(Entries from a pointing dataset)
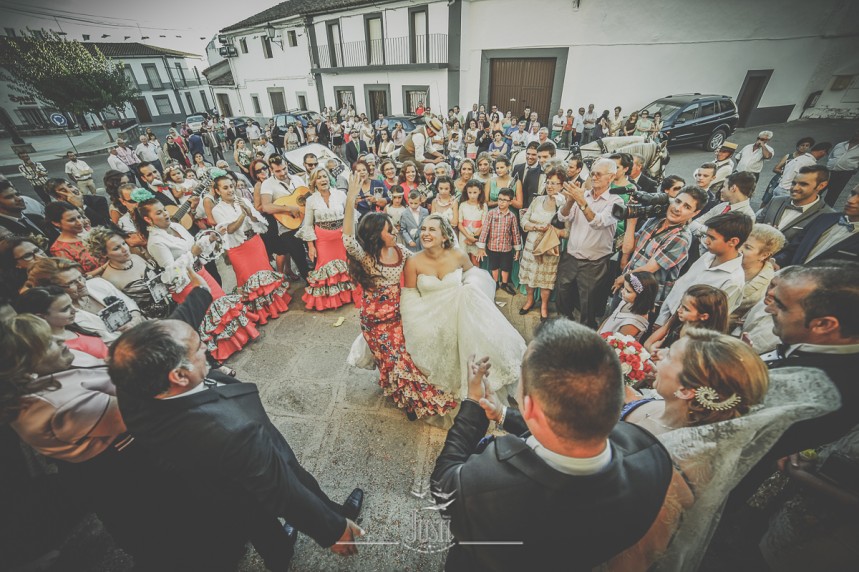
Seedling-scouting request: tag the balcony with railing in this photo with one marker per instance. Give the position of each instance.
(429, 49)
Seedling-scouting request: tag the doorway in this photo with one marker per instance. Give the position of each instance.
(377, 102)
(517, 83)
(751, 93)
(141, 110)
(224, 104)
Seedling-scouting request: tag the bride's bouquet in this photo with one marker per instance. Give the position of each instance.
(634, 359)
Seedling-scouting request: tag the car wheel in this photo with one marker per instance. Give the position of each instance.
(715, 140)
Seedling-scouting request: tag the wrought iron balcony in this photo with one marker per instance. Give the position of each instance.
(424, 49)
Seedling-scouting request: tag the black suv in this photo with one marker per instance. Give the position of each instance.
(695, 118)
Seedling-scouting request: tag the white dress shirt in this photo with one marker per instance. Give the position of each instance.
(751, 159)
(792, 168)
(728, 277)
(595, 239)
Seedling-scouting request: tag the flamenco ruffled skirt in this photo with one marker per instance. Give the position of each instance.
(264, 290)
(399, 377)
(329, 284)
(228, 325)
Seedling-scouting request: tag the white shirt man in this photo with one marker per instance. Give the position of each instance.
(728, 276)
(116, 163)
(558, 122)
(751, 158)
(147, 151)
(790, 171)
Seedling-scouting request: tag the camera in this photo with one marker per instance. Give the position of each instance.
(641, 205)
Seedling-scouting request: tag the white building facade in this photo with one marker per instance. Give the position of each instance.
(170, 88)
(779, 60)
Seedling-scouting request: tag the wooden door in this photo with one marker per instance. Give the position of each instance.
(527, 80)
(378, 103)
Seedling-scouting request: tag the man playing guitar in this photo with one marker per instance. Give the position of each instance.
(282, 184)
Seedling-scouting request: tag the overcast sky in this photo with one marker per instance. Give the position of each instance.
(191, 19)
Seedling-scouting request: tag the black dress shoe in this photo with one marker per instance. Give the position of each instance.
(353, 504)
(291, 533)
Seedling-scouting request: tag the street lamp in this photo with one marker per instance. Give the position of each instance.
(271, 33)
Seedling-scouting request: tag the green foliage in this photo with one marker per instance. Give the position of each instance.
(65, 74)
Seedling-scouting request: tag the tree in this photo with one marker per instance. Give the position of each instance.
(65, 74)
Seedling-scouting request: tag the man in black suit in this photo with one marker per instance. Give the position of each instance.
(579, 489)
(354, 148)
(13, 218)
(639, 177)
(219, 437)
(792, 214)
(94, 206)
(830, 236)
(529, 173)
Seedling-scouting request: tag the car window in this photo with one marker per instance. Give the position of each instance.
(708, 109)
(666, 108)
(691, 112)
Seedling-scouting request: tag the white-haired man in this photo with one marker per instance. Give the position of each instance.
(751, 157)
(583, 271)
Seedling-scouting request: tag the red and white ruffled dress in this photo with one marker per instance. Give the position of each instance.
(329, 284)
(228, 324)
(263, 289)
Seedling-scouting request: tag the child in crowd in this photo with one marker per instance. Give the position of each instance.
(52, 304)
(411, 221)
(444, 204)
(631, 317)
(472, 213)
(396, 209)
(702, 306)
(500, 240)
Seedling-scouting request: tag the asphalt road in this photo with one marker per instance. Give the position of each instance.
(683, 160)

==

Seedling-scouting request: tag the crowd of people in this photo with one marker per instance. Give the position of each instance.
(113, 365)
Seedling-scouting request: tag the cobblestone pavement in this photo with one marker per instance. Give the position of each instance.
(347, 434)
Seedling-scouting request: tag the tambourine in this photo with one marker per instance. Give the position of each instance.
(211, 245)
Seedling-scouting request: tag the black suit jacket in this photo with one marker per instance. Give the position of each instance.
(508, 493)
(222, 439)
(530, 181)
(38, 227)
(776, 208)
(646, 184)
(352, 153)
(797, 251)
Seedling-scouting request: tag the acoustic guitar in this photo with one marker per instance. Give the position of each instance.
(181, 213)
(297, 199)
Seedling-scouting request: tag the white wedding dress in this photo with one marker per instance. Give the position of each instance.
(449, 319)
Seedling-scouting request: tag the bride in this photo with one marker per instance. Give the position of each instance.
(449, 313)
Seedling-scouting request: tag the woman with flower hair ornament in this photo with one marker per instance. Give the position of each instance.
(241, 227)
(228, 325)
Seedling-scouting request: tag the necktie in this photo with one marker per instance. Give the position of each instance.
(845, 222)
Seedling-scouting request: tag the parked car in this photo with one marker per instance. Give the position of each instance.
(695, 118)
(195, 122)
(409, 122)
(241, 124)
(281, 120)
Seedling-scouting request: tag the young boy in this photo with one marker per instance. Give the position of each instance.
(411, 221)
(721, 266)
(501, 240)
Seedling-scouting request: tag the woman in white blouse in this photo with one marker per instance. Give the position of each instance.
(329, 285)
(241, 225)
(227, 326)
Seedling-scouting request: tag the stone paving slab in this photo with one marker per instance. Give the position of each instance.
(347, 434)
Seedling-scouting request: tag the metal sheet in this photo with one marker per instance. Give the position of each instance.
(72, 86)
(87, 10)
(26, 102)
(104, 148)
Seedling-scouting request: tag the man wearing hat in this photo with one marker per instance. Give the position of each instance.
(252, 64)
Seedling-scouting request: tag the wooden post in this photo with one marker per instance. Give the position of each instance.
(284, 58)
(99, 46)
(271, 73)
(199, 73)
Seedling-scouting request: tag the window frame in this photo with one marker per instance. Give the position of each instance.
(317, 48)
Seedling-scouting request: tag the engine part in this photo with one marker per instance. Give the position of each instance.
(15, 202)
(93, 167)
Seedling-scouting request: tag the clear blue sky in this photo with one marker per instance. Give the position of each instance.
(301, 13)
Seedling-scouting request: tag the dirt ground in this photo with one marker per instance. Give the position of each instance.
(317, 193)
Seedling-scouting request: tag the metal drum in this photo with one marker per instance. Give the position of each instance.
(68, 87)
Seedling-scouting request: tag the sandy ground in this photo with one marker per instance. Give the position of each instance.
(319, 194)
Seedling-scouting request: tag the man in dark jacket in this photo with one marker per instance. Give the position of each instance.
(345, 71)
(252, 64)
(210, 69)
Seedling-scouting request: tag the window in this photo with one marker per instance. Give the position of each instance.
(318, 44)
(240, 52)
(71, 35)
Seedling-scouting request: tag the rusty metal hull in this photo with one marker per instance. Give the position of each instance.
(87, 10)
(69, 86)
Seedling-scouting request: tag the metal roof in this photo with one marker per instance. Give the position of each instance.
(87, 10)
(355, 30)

--

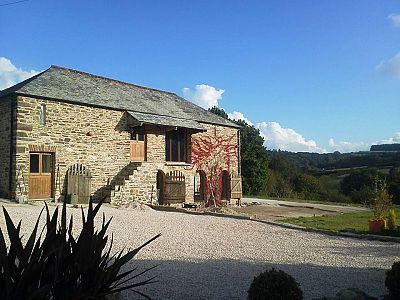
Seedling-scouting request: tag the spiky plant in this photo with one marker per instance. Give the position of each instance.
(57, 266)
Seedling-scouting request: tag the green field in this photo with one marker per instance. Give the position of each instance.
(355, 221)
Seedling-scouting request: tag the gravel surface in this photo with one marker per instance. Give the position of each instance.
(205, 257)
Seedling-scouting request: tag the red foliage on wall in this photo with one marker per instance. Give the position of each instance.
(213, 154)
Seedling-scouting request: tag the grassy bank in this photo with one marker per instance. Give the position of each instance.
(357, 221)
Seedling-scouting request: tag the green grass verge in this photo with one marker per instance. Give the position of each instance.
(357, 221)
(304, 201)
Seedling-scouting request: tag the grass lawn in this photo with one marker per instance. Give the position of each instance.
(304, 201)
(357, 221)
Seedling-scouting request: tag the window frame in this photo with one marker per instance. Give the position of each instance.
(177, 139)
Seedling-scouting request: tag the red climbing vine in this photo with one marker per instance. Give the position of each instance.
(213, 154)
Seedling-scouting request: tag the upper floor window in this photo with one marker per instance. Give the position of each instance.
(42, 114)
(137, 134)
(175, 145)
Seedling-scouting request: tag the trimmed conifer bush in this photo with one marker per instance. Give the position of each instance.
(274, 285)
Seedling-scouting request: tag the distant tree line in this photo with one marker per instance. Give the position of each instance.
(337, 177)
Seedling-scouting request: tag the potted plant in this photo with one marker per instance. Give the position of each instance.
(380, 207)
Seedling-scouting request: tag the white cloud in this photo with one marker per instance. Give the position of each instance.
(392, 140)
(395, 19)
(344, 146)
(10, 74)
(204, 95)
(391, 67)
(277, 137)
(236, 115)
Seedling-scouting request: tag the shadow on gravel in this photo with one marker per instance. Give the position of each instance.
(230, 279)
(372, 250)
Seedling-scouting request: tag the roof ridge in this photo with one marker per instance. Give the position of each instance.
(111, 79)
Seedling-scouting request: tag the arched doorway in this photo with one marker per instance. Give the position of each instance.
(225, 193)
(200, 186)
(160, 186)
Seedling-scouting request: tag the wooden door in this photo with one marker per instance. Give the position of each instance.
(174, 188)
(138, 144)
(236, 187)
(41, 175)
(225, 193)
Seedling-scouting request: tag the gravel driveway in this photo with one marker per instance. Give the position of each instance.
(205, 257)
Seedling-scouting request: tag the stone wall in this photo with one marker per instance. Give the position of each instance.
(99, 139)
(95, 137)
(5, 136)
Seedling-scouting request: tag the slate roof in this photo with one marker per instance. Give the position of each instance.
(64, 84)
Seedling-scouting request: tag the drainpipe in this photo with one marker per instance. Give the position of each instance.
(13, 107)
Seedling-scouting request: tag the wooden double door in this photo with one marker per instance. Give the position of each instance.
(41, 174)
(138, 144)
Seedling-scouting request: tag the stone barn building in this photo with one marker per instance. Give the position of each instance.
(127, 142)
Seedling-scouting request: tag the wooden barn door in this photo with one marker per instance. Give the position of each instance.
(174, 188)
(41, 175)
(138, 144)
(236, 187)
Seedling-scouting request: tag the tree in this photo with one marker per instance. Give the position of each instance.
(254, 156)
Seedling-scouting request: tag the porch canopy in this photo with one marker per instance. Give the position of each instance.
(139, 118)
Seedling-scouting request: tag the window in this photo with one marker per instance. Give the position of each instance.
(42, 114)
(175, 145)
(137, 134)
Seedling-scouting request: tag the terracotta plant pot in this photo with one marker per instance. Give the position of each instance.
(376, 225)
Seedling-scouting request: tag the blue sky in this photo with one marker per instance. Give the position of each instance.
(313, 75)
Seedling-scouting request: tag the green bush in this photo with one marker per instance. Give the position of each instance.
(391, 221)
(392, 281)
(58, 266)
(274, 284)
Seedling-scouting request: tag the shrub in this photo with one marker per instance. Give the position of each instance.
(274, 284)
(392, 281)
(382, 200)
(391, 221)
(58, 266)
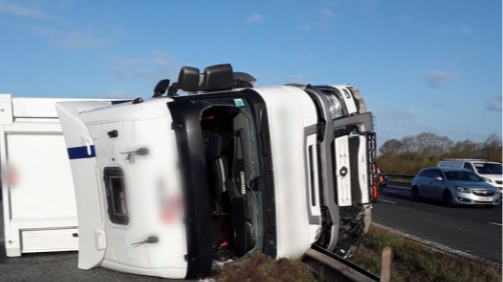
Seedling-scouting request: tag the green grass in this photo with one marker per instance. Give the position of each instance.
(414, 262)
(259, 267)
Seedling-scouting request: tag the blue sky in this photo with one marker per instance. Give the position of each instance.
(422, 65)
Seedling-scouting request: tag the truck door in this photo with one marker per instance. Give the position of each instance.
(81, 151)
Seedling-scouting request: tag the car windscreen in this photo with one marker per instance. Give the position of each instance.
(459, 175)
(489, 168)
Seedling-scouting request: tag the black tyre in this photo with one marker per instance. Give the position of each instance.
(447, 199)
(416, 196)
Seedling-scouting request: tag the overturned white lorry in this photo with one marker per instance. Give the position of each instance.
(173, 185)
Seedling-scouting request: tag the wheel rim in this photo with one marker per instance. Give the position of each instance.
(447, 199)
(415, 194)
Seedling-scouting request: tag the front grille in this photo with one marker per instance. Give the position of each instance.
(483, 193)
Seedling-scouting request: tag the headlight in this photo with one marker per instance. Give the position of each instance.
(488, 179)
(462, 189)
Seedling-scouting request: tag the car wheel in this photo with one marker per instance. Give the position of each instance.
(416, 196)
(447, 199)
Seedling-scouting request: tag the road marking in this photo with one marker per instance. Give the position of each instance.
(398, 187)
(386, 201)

* REQUEST: Please gather every line of the records above that contains the word "plant", matching case exactly.

* RESULT BELOW:
Seedling-scouting request: tag the spiky plant in this photo with one marker per instance. Give the position of each instance.
Seedling-scouting request: tag the potted plant in this photo with one marker per instance. Give the position of each instance.
Seedling-scouting request: tag the terracotta plant pot in this photo with one marker per instance. Give the position of each instance.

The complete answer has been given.